══ DOCUMENT EXCERPT ══

In other embodiments, the destination 32 is a personal music library associated with the user. The library can take the form, e.g., of a hard-disk or semiconductor memory array in which the user customarily stores music. This storage device is adapted to provide music data to one or more playback units employed by the user (e.g. a personal MP3 player, a home stereo system, a car stereo system, etc.). In most installations, the library is physically located at the user's residence, but could be remotely sited, e.g. consolidated with the music libraries of many other users at a central location.
The personal music library can have its own internet connection. Or it can be equipped with wireless capabilities, permitting it to receive digital music from wireless broadcasts (e.g. from a transmitter associated with the server 28). In either case, the library can provide music to the user's playback devices by short-range wireless broadcast.
In many embodiments, technology such as that available from Sonicbox, permits audio data delivered to the computer to be short range FM-broadcast by the user's computer to nearby FM radios using otherwise-unused radio spectrum. Some implementations of the present invention support several different delivery technologies (e.g., streaming, file, URL), and select among them in accordance with the profiles of different users.
Payment for the audio (if needed) can be accomplished by numerous means. One is by charging of a credit card account associated with the user (e.g., in a database record corresponding to the user-ID).
Some implementations of the invention make use of secure delivery mechanisms, such as those provided by InterTrust, Preview Systems, etc. In addition to providing secure containers by which the audio is distributed, such systems also include their own secure payment facilities.
By such arrangements, a user can conveniently compile an archive of favorite music - even while away from home. To provide a comprehensive disclosure without unduly lengthening this specification, the disclosures of the applications and patents cited above are incorporated herein by reference.
Having described and illustrated the principles of my invention with reference to a preferred embodiment and several variations thereof, it should be apparent that the detailed embodiment is illustrative only and should not be taken as limiting the scope of my invention.
For example, while the invention is illustrated with reference to a button that is activated by the user to initiate capture of an audio selection, other interfaces can be used. For example, in some embodiments it can be a voice-recognition system that responds to spoken commands, such as "capture" or "record." Or it can be a form of gesture interface.
Likewise, while the invention is illustrated with reference to a stand-alone device, the same functionality can be built-into radios (including internet-based radios that receive wireless IP broadcasts), computer audio systems, and other appliances. In such case the microphone can be omitted and, in some cases, the wireless interface as well. (The data output from the device can be conveyed, e.g., through the network connection of an associated computer, etc.)

═══
══ ROWS ══

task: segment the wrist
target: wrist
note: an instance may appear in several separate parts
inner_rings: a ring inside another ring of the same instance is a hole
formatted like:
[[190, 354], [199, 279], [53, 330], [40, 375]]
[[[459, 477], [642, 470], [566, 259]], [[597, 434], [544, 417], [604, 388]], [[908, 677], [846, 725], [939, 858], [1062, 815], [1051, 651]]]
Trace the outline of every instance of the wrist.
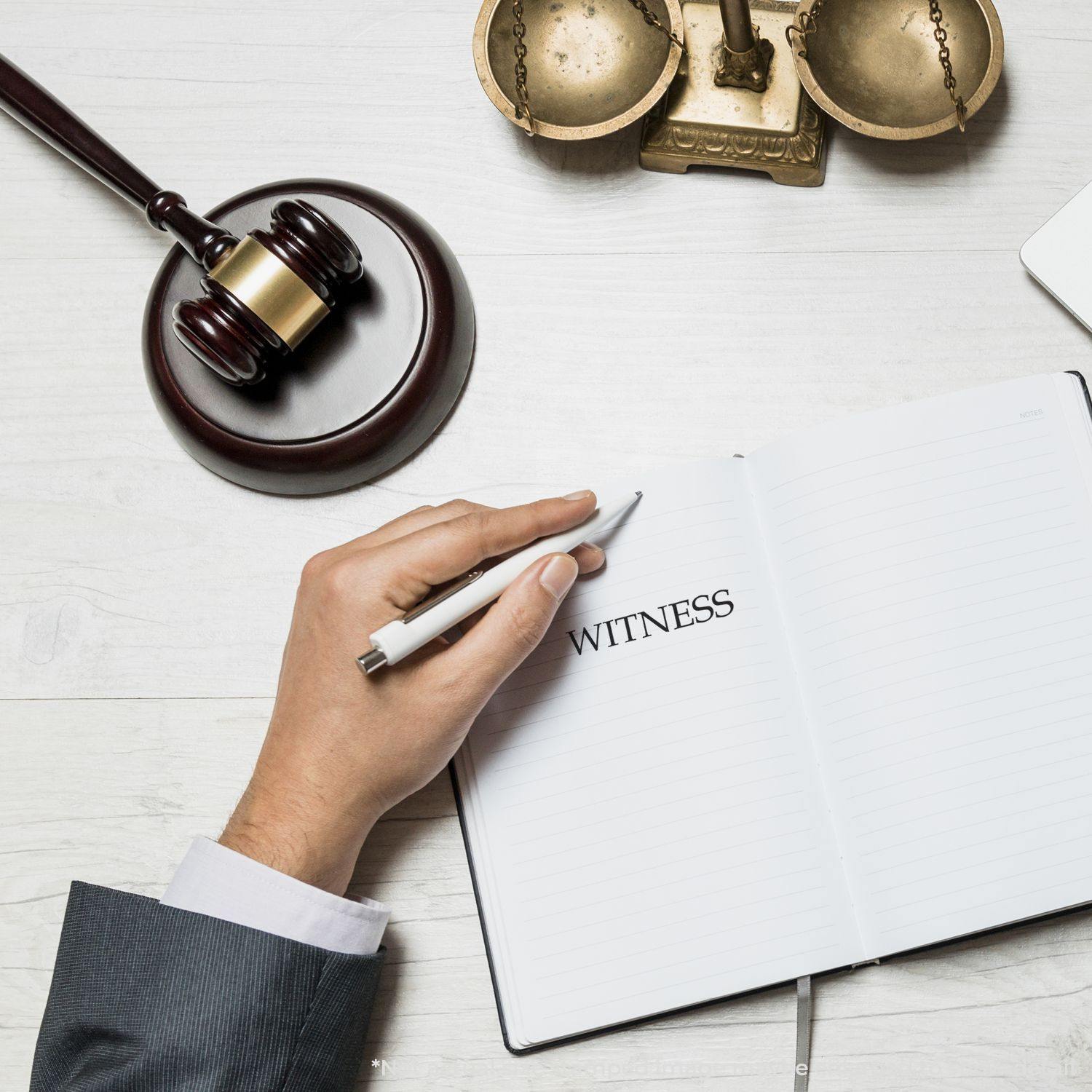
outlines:
[[217, 841], [278, 873], [343, 895], [377, 818], [351, 817], [289, 786], [266, 785], [256, 774]]

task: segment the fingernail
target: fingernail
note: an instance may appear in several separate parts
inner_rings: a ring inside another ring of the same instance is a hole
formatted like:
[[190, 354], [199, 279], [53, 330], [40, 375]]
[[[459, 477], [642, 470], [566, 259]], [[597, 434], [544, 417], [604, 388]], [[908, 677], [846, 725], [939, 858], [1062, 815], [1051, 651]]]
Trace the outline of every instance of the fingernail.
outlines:
[[577, 562], [568, 554], [558, 554], [546, 562], [538, 582], [555, 600], [561, 600], [577, 579]]

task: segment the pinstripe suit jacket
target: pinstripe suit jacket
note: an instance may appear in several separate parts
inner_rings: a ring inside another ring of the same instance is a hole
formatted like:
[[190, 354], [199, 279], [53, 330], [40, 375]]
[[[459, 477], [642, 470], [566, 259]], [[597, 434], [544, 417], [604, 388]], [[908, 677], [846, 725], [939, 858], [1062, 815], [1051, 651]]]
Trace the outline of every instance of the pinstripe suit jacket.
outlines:
[[351, 1089], [382, 959], [73, 883], [31, 1092]]

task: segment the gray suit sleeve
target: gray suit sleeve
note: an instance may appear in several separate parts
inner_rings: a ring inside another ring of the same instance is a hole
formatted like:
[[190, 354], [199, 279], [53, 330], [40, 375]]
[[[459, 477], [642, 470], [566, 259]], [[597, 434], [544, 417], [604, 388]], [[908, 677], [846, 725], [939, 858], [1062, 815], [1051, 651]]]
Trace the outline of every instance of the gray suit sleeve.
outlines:
[[382, 958], [73, 883], [31, 1092], [348, 1090]]

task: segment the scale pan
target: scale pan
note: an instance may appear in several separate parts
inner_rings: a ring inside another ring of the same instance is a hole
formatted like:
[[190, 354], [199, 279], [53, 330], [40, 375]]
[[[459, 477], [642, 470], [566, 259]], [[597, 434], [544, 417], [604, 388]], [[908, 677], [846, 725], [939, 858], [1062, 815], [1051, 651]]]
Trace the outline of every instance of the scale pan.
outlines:
[[[679, 0], [646, 0], [682, 37]], [[527, 92], [535, 132], [555, 140], [605, 136], [646, 114], [667, 91], [681, 50], [649, 26], [629, 0], [526, 0]], [[474, 63], [485, 93], [515, 117], [511, 0], [485, 0], [474, 28]]]
[[[940, 7], [956, 91], [971, 117], [1001, 74], [1001, 22], [990, 0], [940, 0]], [[804, 0], [797, 22], [811, 8]], [[832, 118], [883, 140], [956, 127], [928, 0], [823, 0], [815, 26], [806, 57], [793, 34], [793, 59], [805, 90]]]

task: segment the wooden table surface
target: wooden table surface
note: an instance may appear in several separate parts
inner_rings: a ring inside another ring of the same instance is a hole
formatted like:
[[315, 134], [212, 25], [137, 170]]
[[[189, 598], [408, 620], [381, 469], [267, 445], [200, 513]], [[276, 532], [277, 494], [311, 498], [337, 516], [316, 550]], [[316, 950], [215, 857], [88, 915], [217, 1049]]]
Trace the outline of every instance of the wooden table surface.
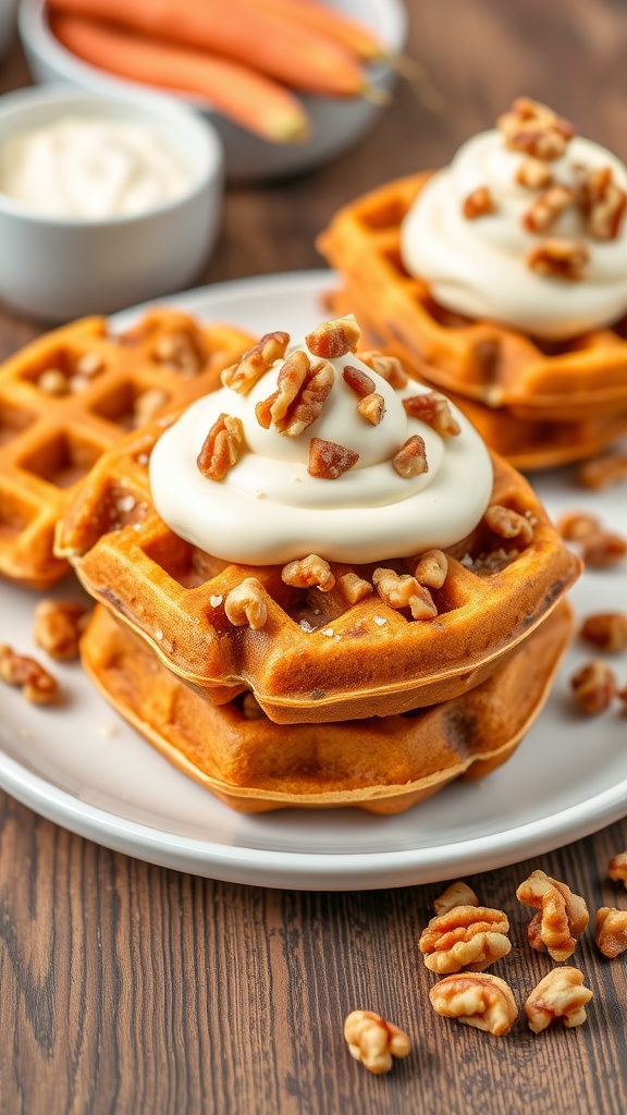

═══

■ **EXERCISES TO COMPLETE**
1 > In one to three sentences, explain why the patent excerpt incorporates the disclosures of the cited applications and patents by reference.
2 > According to the patent excerpt, where is the personal music library physically located in most installations?
3 > Write out the patent excerpt from "Some implementations of the invention" up to and including "secure payment facilities.".
The rows come from a different source than the patent excerpt.

■ **SOLUTIONS TO EACH TASK**
1 > The disclosures are incorporated by reference so that the disclosure is comprehensive without unduly lengthening the specification.

2 > At the user's residence.

3 >
Some implementations of the invention make use of secure delivery mechanisms, such as those provided by InterTrust, Preview Systems, etc. In addition to providing secure containers by which the audio is distributed, such systems also include their own secure payment facilities.